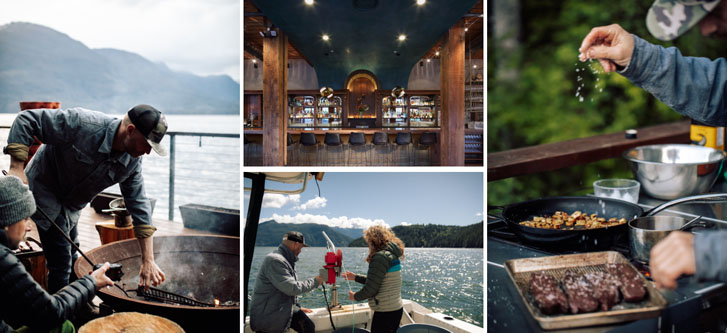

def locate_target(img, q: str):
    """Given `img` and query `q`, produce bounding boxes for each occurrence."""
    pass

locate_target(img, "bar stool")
[414,132,437,165]
[348,132,368,166]
[369,132,390,166]
[286,133,298,165]
[394,132,412,165]
[321,133,345,165]
[298,133,318,165]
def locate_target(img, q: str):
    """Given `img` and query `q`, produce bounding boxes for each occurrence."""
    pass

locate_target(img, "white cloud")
[263,193,300,208]
[294,197,328,210]
[260,213,390,229]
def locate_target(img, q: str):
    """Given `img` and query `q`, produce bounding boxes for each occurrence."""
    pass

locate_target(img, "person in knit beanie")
[0,176,113,333]
[0,176,35,250]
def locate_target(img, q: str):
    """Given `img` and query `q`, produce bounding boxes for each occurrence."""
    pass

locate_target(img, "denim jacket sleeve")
[694,231,727,282]
[8,109,80,146]
[620,35,727,126]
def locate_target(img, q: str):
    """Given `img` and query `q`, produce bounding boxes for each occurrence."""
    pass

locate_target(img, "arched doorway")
[346,70,379,127]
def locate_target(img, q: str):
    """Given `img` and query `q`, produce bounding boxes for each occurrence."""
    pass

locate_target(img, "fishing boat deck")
[28,206,219,252]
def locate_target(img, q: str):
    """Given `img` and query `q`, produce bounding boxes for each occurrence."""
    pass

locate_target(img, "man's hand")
[91,262,114,289]
[649,231,697,289]
[8,155,28,184]
[578,24,634,73]
[138,237,167,290]
[139,261,167,290]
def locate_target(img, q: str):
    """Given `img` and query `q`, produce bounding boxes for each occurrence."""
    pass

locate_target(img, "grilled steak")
[530,272,568,314]
[583,271,621,311]
[606,264,646,302]
[563,271,598,313]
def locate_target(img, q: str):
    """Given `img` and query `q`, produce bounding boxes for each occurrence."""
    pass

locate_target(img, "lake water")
[0,113,240,221]
[248,247,484,326]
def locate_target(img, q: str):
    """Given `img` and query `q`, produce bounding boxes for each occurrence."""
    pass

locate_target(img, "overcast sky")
[243,172,484,229]
[0,0,241,82]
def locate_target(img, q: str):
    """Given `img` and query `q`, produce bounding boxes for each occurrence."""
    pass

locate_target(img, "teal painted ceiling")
[253,0,478,89]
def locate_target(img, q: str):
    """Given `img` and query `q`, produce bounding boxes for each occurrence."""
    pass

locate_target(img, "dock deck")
[28,206,217,252]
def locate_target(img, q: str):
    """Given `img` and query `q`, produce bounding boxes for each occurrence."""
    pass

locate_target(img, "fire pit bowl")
[74,236,240,332]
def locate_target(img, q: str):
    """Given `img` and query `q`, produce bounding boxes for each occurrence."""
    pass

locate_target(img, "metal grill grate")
[136,287,215,307]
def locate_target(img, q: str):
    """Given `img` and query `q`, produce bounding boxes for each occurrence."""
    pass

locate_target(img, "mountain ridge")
[0,22,240,114]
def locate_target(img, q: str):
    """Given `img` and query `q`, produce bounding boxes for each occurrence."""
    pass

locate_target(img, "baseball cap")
[646,0,720,41]
[283,231,308,247]
[127,104,167,156]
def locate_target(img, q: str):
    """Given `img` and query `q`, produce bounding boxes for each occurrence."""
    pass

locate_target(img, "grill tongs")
[127,286,215,308]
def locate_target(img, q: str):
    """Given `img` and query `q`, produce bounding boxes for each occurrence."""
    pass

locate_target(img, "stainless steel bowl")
[623,144,727,200]
[629,215,687,262]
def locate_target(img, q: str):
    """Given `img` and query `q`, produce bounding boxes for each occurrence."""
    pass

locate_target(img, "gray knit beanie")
[0,176,35,228]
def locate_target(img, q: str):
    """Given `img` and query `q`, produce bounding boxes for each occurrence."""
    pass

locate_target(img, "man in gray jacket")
[579,0,727,288]
[0,176,113,333]
[250,231,323,333]
[5,104,167,293]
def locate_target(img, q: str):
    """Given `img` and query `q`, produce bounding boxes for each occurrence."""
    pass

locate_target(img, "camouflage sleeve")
[619,35,727,126]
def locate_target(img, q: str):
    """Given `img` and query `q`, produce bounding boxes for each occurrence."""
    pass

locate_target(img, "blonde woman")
[343,225,404,333]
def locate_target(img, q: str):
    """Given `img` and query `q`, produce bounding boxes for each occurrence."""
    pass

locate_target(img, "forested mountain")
[0,22,240,114]
[255,220,353,247]
[348,222,484,248]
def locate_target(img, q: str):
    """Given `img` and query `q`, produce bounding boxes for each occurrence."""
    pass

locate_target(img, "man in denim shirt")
[579,0,727,288]
[5,105,167,293]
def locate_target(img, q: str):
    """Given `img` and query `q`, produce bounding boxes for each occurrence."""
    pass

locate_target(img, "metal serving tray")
[505,251,667,330]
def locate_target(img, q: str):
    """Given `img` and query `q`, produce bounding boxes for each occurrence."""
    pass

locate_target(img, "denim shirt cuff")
[618,34,656,85]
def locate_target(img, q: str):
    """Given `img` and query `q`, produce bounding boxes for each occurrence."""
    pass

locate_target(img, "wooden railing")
[487,120,690,182]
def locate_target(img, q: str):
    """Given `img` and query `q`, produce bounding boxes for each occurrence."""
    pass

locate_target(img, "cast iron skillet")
[502,196,644,250]
[502,193,727,251]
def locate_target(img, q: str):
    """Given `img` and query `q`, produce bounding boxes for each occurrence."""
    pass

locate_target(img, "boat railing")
[487,120,690,182]
[0,125,240,220]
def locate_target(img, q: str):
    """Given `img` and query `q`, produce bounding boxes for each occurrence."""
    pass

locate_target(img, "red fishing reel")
[323,249,343,284]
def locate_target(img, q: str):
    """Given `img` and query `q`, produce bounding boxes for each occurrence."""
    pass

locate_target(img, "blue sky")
[0,0,242,82]
[243,172,484,228]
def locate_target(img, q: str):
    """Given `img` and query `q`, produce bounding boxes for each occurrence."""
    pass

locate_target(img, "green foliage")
[348,222,484,248]
[487,0,727,205]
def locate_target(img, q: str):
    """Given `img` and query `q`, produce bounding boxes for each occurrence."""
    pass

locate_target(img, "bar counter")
[243,127,483,143]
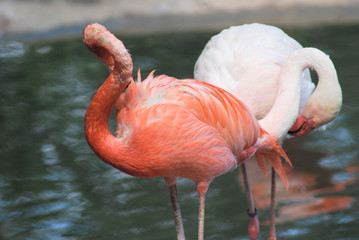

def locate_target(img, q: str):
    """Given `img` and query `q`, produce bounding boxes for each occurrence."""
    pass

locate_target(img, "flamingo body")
[194,23,342,240]
[83,24,290,240]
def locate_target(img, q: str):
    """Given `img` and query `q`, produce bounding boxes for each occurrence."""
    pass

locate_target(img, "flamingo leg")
[241,162,259,240]
[268,168,277,240]
[197,182,210,240]
[198,194,206,240]
[168,184,186,240]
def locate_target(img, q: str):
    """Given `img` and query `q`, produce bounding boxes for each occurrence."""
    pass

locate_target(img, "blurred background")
[0,0,359,240]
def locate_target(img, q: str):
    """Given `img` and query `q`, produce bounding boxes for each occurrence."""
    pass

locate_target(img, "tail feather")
[255,130,293,190]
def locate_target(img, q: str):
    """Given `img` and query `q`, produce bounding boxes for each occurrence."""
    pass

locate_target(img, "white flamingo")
[194,23,342,239]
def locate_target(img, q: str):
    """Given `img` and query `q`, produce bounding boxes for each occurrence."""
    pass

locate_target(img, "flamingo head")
[288,114,316,137]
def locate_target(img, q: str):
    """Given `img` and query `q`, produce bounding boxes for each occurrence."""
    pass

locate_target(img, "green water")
[0,26,359,240]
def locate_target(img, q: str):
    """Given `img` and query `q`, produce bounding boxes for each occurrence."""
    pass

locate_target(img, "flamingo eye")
[288,122,305,135]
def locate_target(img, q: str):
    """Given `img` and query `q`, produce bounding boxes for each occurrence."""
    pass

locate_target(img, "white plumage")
[194,23,315,119]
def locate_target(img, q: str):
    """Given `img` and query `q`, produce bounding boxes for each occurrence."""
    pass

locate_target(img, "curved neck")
[259,48,342,139]
[259,50,308,139]
[302,48,342,127]
[85,73,132,172]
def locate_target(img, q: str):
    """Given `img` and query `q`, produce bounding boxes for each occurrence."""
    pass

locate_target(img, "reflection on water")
[0,26,359,239]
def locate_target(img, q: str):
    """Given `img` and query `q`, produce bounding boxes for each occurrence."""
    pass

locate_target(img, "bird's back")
[116,75,260,181]
[194,24,313,119]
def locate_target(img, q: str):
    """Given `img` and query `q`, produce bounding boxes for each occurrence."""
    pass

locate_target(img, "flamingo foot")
[247,209,259,240]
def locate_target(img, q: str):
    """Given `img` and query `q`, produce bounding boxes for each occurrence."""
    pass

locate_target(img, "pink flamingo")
[194,23,342,239]
[83,24,290,240]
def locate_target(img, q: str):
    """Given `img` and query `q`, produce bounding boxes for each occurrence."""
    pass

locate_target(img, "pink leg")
[168,184,186,240]
[197,182,209,240]
[241,162,259,240]
[268,168,277,240]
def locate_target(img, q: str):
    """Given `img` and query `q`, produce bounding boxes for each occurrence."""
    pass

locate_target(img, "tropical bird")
[194,23,342,239]
[83,24,297,240]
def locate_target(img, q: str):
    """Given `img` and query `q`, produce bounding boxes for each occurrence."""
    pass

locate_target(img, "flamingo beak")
[288,114,316,137]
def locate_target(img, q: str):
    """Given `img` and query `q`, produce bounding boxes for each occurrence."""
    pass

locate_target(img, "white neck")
[259,48,341,139]
[302,48,342,127]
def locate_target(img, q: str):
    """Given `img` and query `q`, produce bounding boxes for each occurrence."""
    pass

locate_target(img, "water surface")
[0,23,359,240]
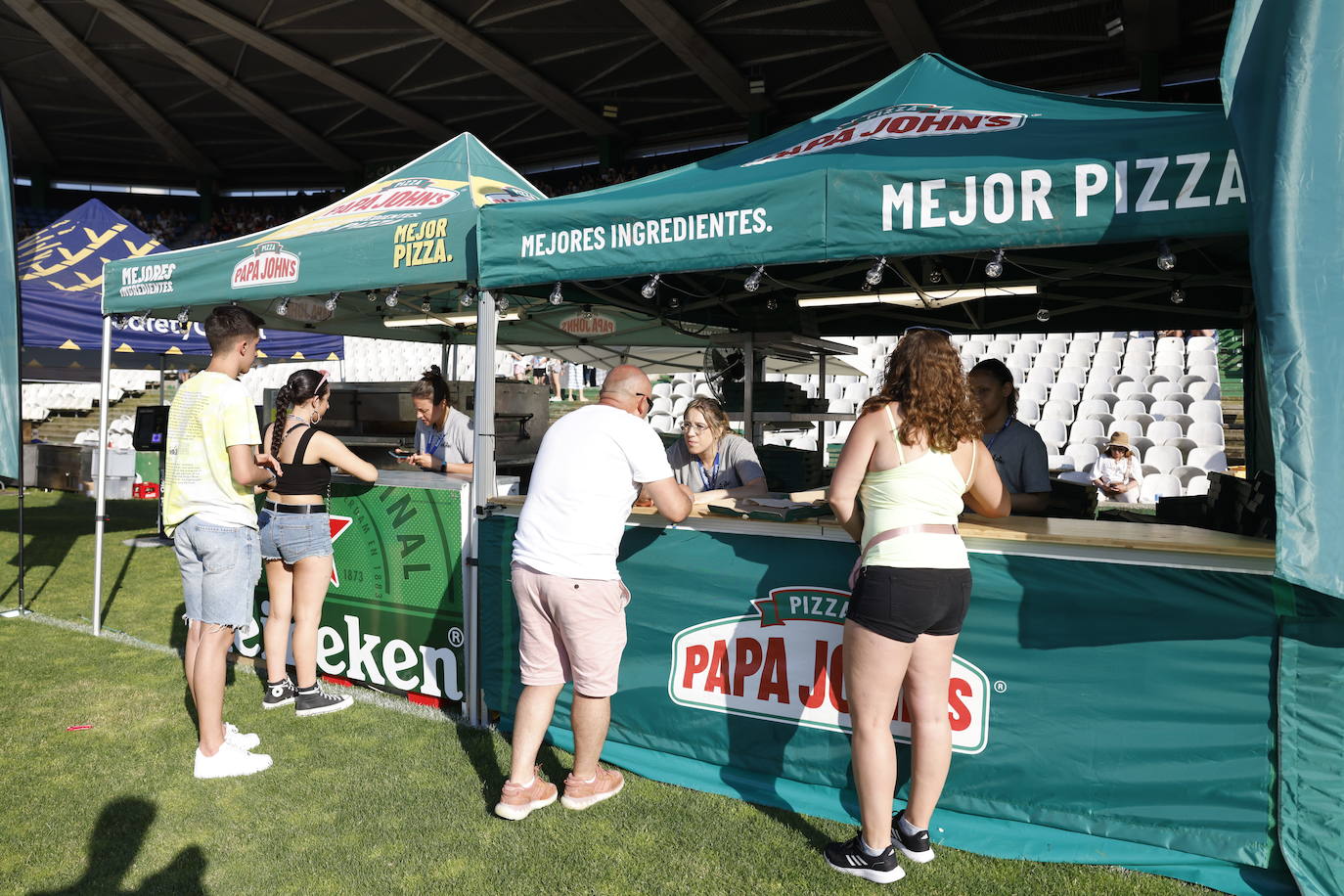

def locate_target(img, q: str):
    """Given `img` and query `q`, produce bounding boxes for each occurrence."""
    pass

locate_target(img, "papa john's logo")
[230,242,298,289]
[668,586,991,753]
[741,102,1027,168]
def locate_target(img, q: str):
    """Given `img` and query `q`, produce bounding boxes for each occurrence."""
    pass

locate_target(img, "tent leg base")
[121,535,173,548]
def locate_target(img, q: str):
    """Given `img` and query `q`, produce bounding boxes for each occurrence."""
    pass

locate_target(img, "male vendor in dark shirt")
[966,357,1050,515]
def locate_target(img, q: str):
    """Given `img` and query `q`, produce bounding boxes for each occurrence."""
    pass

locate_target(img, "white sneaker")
[197,742,270,778]
[224,721,261,749]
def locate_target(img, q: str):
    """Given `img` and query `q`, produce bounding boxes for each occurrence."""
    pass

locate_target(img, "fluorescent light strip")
[798,284,1039,307]
[383,310,522,327]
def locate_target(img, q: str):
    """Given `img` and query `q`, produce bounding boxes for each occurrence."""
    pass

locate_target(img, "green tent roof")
[478,54,1246,288]
[102,134,540,341]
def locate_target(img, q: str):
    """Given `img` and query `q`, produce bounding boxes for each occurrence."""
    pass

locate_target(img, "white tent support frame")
[93,314,112,636]
[463,292,499,727]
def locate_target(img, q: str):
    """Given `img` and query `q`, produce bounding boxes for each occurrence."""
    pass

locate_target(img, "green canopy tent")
[93,134,556,720]
[468,54,1344,892]
[480,55,1248,335]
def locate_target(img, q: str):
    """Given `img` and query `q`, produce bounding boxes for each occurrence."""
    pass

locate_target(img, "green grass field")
[0,492,1212,896]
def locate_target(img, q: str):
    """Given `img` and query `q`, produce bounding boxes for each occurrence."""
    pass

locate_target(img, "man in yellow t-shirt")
[164,305,280,778]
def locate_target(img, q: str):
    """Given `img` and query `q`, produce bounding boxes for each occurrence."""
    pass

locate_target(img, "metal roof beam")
[864,0,942,65]
[86,0,360,170]
[383,0,619,137]
[621,0,766,116]
[4,0,219,176]
[0,74,57,165]
[169,0,456,143]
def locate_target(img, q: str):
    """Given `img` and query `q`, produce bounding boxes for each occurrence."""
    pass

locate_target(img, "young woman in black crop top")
[256,370,378,716]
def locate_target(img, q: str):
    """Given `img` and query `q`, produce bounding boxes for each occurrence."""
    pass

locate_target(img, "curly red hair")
[863,331,984,454]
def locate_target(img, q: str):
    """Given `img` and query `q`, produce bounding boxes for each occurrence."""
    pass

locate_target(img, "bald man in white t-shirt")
[495,364,691,821]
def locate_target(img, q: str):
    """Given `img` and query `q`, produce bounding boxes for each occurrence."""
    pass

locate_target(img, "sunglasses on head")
[902,324,952,338]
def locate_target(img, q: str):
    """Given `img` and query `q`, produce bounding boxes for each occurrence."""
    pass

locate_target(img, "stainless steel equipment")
[262,381,551,469]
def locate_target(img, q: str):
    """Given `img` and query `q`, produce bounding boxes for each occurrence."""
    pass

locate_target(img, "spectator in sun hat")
[1093,431,1143,504]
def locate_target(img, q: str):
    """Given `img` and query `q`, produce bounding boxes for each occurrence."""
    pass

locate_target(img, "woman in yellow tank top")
[826,327,1010,882]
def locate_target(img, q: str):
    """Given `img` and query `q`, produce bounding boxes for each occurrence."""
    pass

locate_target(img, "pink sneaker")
[495,766,557,821]
[560,766,625,810]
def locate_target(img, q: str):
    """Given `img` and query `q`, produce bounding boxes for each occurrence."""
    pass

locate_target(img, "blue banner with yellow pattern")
[20,199,344,363]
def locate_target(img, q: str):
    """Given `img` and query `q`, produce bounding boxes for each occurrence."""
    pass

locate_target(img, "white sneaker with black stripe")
[891,809,933,865]
[823,834,906,884]
[294,685,355,716]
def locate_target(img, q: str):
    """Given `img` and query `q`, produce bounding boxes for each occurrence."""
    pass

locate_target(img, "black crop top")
[272,424,332,494]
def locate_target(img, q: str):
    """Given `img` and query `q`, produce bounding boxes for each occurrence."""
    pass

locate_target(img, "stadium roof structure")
[0,0,1232,190]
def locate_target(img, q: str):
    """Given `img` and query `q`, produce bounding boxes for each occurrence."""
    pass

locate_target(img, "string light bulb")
[1157,239,1176,270]
[863,255,887,289]
[985,248,1004,280]
[741,265,765,292]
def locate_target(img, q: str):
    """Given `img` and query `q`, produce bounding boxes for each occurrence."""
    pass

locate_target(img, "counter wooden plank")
[491,496,1275,560]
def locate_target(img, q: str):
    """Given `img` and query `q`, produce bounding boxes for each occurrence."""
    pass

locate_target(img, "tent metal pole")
[463,291,499,726]
[93,314,112,636]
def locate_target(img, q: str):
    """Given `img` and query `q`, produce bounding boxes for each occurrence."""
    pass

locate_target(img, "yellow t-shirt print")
[164,371,261,533]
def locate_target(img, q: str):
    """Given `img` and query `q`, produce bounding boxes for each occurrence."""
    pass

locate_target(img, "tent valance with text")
[478,54,1247,288]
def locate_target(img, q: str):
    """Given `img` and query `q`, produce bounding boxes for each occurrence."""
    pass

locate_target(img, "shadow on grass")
[29,798,205,896]
[453,723,568,811]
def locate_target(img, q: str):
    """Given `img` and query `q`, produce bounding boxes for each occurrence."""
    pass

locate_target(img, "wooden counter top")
[491,496,1275,561]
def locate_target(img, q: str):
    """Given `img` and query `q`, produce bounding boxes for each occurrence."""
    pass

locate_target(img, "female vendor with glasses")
[406,364,475,475]
[668,398,766,504]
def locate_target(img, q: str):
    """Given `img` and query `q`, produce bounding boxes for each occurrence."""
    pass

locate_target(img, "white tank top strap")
[881,402,906,467]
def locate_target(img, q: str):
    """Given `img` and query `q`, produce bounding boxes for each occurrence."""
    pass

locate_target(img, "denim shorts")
[172,515,261,634]
[256,508,332,562]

● **TASK TO CARRY OUT**:
Format every line from the start of the items through the line containing "[0,0,241,82]" as a numbered list, skipping blank lines and leaving out the pictures.

● **RESPONSE TO THE TASK**:
1. def locate_target(img, q: str):
2.     """Given `img` and query `q`, produce bounding boxes for each occurrence."""
3.     pass
4. locate_target(img, "bar stool")
5. [414,132,437,165]
6. [348,132,368,166]
7. [369,132,390,166]
8. [286,133,298,165]
9. [394,132,412,165]
10. [321,133,345,165]
11. [298,133,318,165]
12. def locate_target(img, q: str):
13.     """Given `img` and query `q`, produce bounding boxes for each occurrence."""
14.     pass
15. locate_target(img, "white cloud")
16. [263,193,300,208]
17. [294,197,328,210]
18. [260,213,390,229]
19. def locate_target(img, q: str):
20.     """Given `img` and query `q`, produce bounding boxes for each occurrence."""
21.     pass
22. locate_target(img, "person in knit beanie")
23. [0,176,113,333]
24. [0,176,35,250]
25. def locate_target(img, q: str):
26.     """Given `img` and query `q`, produce bounding boxes for each occurrence."""
27.     pass
28. locate_target(img, "denim jacket sleeve")
29. [694,231,727,282]
30. [8,109,80,146]
31. [620,35,727,126]
32. def locate_target(img, q: str):
33.     """Given `img` and query `q`, produce bounding boxes for each occurrence."""
34.     pass
35. locate_target(img, "arched doorway")
36. [346,70,379,127]
37. def locate_target(img, q: str):
38.     """Given `img` and query `q`, produce bounding boxes for each occurrence."""
39.     pass
40. locate_target(img, "fishing boat deck")
41. [28,206,219,252]
42. def locate_target(img, q: str):
43.     """Given `img` and query `q`, produce bounding boxes for each occurrence."""
44.     pass
45. locate_target(img, "man's hand")
46. [91,262,114,289]
47. [649,231,697,289]
48. [8,155,28,184]
49. [578,24,634,73]
50. [138,237,167,290]
51. [139,261,167,290]
52. def locate_target(img, q: str):
53.     """Given `img` and query `q`, produce bounding boxes for each occurrence."""
54.     pass
55. locate_target(img, "grilled steak")
56. [530,272,568,314]
57. [583,271,621,311]
58. [606,264,646,302]
59. [563,271,598,313]
60. def locate_target(img, q: str):
61.     """Given `img` and query `q`, produce bounding boxes for each occurrence."""
62.     pass
63. locate_target(img, "lake water")
64. [0,113,240,221]
65. [248,247,484,326]
66. def locate_target(img, q: str):
67.     """Given `img` and query `q`, produce bounding boxes for each occurrence."""
68.     pass
69. locate_target(img, "overcast sky")
70. [243,172,484,229]
71. [0,0,241,82]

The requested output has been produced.